- [Records shown]
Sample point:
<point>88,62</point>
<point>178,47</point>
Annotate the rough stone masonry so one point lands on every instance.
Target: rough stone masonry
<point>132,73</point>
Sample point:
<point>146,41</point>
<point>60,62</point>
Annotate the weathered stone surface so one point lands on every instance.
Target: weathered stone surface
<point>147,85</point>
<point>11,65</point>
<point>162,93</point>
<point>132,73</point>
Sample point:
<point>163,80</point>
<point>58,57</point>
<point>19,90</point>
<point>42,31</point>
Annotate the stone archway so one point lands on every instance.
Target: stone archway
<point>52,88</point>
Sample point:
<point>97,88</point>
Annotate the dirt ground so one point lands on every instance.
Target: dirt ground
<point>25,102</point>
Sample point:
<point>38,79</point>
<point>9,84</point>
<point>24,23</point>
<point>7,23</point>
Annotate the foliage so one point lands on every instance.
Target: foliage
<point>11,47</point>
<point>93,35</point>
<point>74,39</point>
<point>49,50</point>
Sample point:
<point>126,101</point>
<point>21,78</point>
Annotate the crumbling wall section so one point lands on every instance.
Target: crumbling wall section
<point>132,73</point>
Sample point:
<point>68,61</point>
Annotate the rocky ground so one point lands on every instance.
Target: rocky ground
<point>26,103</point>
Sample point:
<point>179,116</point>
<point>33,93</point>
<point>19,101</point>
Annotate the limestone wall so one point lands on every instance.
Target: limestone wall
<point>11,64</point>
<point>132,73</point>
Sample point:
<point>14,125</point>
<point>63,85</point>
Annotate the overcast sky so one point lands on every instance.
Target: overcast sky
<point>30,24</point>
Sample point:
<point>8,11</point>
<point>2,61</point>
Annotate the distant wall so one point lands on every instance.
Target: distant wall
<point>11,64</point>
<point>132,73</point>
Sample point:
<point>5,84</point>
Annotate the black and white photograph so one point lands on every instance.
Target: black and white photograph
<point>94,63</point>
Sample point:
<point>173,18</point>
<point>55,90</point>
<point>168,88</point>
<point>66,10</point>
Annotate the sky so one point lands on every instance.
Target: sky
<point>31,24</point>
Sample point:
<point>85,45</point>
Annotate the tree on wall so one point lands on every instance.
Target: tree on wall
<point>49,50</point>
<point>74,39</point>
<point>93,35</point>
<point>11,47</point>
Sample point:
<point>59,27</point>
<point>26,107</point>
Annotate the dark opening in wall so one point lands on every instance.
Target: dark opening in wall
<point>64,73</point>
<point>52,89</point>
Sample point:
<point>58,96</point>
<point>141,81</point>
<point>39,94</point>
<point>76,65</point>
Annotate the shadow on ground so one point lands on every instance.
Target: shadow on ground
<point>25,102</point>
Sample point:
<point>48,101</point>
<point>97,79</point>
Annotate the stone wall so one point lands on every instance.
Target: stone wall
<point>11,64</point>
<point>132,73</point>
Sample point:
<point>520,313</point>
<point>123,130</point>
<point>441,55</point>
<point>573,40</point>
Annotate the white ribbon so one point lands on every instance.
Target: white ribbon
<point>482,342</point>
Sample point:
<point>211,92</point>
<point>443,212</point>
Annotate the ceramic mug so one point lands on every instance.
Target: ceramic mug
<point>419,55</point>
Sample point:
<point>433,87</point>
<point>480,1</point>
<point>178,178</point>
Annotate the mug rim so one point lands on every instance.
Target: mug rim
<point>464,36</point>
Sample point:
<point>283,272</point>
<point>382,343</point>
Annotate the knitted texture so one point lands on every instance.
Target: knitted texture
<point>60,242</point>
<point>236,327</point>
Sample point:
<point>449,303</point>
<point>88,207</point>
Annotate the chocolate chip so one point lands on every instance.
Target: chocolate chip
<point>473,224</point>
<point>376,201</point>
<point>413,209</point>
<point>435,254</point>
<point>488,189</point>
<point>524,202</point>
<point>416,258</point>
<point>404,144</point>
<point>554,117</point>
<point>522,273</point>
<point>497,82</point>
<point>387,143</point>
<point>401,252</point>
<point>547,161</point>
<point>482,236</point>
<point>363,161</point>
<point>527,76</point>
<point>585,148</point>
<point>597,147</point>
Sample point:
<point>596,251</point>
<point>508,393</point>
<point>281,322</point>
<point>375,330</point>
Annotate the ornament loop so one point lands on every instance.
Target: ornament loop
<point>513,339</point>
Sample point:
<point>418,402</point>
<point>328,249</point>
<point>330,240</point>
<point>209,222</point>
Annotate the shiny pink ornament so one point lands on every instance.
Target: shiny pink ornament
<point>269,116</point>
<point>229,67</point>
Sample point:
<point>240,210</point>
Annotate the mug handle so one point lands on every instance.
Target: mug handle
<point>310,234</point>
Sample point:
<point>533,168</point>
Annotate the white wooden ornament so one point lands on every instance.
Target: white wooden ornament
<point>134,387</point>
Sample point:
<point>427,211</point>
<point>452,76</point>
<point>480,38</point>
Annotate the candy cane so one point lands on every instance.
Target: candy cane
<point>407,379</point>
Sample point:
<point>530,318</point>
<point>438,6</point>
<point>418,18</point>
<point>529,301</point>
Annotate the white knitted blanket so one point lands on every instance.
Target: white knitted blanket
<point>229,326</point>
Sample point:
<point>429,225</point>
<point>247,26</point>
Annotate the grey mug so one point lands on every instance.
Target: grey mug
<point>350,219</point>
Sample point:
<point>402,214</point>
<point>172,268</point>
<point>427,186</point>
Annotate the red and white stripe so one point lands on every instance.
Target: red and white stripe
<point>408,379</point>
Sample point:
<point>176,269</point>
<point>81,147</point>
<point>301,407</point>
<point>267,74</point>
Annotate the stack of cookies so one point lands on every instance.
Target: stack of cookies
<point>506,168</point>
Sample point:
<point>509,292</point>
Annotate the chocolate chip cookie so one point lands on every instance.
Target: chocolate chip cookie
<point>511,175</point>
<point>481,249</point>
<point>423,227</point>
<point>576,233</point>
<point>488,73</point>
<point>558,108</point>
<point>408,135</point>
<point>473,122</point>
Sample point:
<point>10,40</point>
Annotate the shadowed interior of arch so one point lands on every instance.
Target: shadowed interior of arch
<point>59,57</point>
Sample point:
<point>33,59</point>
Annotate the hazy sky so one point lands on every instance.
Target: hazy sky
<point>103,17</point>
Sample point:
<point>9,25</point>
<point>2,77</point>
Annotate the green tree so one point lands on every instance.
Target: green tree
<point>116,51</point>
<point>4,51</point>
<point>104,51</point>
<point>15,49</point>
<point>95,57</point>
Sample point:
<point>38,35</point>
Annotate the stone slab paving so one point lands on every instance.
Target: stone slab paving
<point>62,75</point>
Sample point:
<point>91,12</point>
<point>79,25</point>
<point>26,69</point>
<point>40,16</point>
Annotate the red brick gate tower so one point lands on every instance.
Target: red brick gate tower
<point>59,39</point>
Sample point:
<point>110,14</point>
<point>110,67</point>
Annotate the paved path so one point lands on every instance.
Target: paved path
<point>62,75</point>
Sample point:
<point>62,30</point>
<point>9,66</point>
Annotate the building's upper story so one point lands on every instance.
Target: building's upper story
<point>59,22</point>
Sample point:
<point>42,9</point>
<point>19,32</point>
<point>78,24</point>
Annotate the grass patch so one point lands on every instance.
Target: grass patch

- [Short problem]
Restate the whole listing exactly.

- [Final answer]
Sample point:
<point>88,62</point>
<point>178,47</point>
Annotate the rough stone masonry so one point lands on every instance.
Target: rough stone masonry
<point>132,73</point>
Sample point:
<point>146,41</point>
<point>60,62</point>
Annotate the weathered stone surface so one point lands on every instance.
Target: weathered stone surface
<point>147,85</point>
<point>11,65</point>
<point>162,93</point>
<point>132,73</point>
Sample point:
<point>163,80</point>
<point>58,57</point>
<point>19,90</point>
<point>42,31</point>
Annotate the stone archway so one point lands on every instance.
Target: stone archway
<point>52,88</point>
Sample point:
<point>97,88</point>
Annotate the dirt ground so one point lands on every instance.
Target: dirt ground
<point>25,102</point>
Sample point:
<point>38,79</point>
<point>9,84</point>
<point>24,23</point>
<point>7,23</point>
Annotate the foliage so one point lands on every instance.
Target: foliage
<point>11,47</point>
<point>93,35</point>
<point>74,39</point>
<point>49,50</point>
Sample point:
<point>126,101</point>
<point>21,78</point>
Annotate the crumbling wall section so one point lands on every instance.
Target: crumbling wall section
<point>132,73</point>
Sample point:
<point>68,61</point>
Annotate the rocky ground so one point lands on every instance.
Target: rocky ground
<point>26,103</point>
Sample point:
<point>179,116</point>
<point>33,93</point>
<point>19,101</point>
Annotate the limestone wall so one point lands on every instance.
Target: limestone wall
<point>11,64</point>
<point>132,73</point>
Sample point:
<point>14,125</point>
<point>63,85</point>
Annotate the overcast sky so one point lands on every instance.
Target: overcast sky
<point>30,24</point>
Sample point:
<point>8,11</point>
<point>2,61</point>
Annotate the distant wall so one point lands on every instance.
Target: distant wall
<point>11,64</point>
<point>132,73</point>
Sample point:
<point>5,84</point>
Annotate the black and white photograph so one point lands on every instance.
Target: black and white photograph
<point>94,63</point>
Sample point:
<point>173,18</point>
<point>55,90</point>
<point>168,88</point>
<point>66,10</point>
Annotate the sky so one point lands on every instance.
Target: sky
<point>31,24</point>
Sample point:
<point>85,45</point>
Annotate the tree on wall so one point lands on every instance.
Target: tree on wall
<point>49,50</point>
<point>74,39</point>
<point>93,35</point>
<point>11,47</point>
Sample point:
<point>59,27</point>
<point>26,107</point>
Annotate the dark opening in wall so one point lands on every instance.
Target: dark opening in wall
<point>64,73</point>
<point>52,89</point>
Sample point:
<point>58,96</point>
<point>141,81</point>
<point>39,94</point>
<point>76,65</point>
Annotate the shadow on ground so one point lands on every instance.
Target: shadow on ground
<point>25,102</point>
Sample point:
<point>48,101</point>
<point>97,79</point>
Annotate the stone wall so one point lands on every instance.
Target: stone wall
<point>11,64</point>
<point>132,73</point>
Sample point:
<point>520,313</point>
<point>123,130</point>
<point>441,55</point>
<point>573,40</point>
Annotate the white ribbon so one point lands on every instance.
Target: white ribbon
<point>482,342</point>
Sample point:
<point>211,92</point>
<point>443,212</point>
Annotate the ceramic mug so one point lands on every instance.
Target: ceramic mug
<point>419,55</point>
Sample point:
<point>433,87</point>
<point>480,1</point>
<point>178,178</point>
Annotate the mug rim so one point lands on every instance.
Target: mug rim
<point>464,36</point>
Sample point:
<point>283,272</point>
<point>382,343</point>
Annotate the knitted texture so one point lands on every instance.
Target: knitted texture
<point>60,242</point>
<point>236,327</point>
Sample point:
<point>449,303</point>
<point>88,207</point>
Annotate the chocolate chip so one point lands on every instance.
Target: chocolate chip
<point>473,224</point>
<point>376,201</point>
<point>413,209</point>
<point>435,254</point>
<point>488,189</point>
<point>524,202</point>
<point>416,258</point>
<point>404,144</point>
<point>554,117</point>
<point>522,273</point>
<point>497,82</point>
<point>387,143</point>
<point>401,252</point>
<point>547,161</point>
<point>482,236</point>
<point>363,161</point>
<point>527,76</point>
<point>585,148</point>
<point>597,147</point>
Sample point:
<point>596,251</point>
<point>508,393</point>
<point>281,322</point>
<point>375,330</point>
Annotate the ornament loop so one point lands on every instance.
Target: ornament loop
<point>513,339</point>
Sample point:
<point>418,402</point>
<point>328,249</point>
<point>330,240</point>
<point>209,222</point>
Annotate the shiny pink ornament so one point lands on every instance.
Target: shiny pink ornament
<point>269,116</point>
<point>229,67</point>
Sample point:
<point>240,210</point>
Annotate the mug handle so one point lands on every instance.
Target: mug handle
<point>310,234</point>
Sample point:
<point>533,168</point>
Annotate the white wooden ornament so one point lands on every instance.
Target: white wooden ornament
<point>134,387</point>
Sample point:
<point>427,211</point>
<point>452,76</point>
<point>480,38</point>
Annotate the candy cane so one point lands on every instance.
Target: candy cane
<point>407,379</point>
Sample point:
<point>530,318</point>
<point>438,6</point>
<point>418,18</point>
<point>529,301</point>
Annotate the white knitted blanket so one point lands on every instance.
Target: white knitted blanket
<point>229,326</point>
Sample point:
<point>429,225</point>
<point>247,26</point>
Annotate the grey mug so one point lands on every instance.
Target: grey mug
<point>350,219</point>
Sample point:
<point>402,214</point>
<point>172,268</point>
<point>427,186</point>
Annotate the red and white stripe so one point lands on every instance.
Target: red and white stripe
<point>408,379</point>
Sample point:
<point>176,269</point>
<point>81,147</point>
<point>301,407</point>
<point>267,74</point>
Annotate the stack of cookies so one point lands on every instance.
Target: stack of cookies
<point>506,168</point>
Sample point:
<point>509,292</point>
Annotate the chocolate chip cookie so one point lands on every instance.
Target: chocolate chip cookie
<point>511,175</point>
<point>481,249</point>
<point>423,227</point>
<point>576,233</point>
<point>488,73</point>
<point>558,108</point>
<point>408,135</point>
<point>473,122</point>
Sample point:
<point>10,40</point>
Annotate the shadowed interior of arch so one point lands on every instance.
Target: shadowed interior of arch
<point>59,57</point>
Sample point:
<point>33,59</point>
Annotate the hazy sky so one point lands on every instance.
Target: hazy sky
<point>103,17</point>
Sample point:
<point>9,25</point>
<point>2,77</point>
Annotate the green tree so one point lands on every instance.
Target: green tree
<point>116,51</point>
<point>4,51</point>
<point>104,51</point>
<point>15,49</point>
<point>95,57</point>
Sample point:
<point>38,35</point>
Annotate the stone slab paving so one point lands on every instance.
Target: stone slab paving
<point>62,75</point>
Sample point:
<point>91,12</point>
<point>79,25</point>
<point>26,69</point>
<point>40,16</point>
Annotate the red brick gate tower so one point lands on every instance.
Target: red brick gate tower
<point>59,39</point>
Sample point:
<point>110,14</point>
<point>110,67</point>
Annotate the paved path so one point lands on every instance.
Target: paved path
<point>62,75</point>
Sample point:
<point>62,30</point>
<point>9,66</point>
Annotate the building's upper story so one point lands on every instance.
Target: building's upper story
<point>59,22</point>
Sample point:
<point>42,9</point>
<point>19,32</point>
<point>78,24</point>
Annotate the grass patch so one point lands on every instance.
Target: grass patch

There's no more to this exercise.